Exercise: Say how many lines in the entries below have the word "bush" in them, giving only the number.

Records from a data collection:
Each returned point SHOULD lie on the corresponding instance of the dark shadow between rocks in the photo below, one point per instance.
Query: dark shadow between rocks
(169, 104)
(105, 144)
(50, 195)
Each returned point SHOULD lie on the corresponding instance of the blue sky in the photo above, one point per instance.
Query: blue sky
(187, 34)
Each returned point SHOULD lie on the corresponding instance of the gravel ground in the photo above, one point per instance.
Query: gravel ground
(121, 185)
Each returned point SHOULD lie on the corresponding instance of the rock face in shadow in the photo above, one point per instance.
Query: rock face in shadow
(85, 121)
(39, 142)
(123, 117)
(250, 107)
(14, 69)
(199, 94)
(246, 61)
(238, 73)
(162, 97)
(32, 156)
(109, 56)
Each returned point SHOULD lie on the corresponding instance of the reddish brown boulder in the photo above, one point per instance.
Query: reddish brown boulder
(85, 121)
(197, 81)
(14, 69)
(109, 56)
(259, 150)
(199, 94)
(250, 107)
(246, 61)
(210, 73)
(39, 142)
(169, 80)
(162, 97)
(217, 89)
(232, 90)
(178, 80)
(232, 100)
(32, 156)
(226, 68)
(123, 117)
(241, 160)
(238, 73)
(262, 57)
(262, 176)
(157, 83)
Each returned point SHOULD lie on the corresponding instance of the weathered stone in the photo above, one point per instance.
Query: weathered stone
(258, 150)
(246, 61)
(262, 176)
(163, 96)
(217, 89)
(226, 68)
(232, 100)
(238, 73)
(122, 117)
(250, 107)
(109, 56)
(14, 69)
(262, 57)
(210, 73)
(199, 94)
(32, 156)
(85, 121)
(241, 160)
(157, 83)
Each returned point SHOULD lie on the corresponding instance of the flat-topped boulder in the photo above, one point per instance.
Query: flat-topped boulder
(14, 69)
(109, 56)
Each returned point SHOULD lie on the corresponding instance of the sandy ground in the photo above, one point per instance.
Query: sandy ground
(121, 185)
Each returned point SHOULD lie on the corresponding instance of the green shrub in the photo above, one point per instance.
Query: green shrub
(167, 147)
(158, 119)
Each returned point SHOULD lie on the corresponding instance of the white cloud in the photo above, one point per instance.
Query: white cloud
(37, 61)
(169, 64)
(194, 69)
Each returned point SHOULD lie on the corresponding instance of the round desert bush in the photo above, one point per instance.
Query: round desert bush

Task response: 2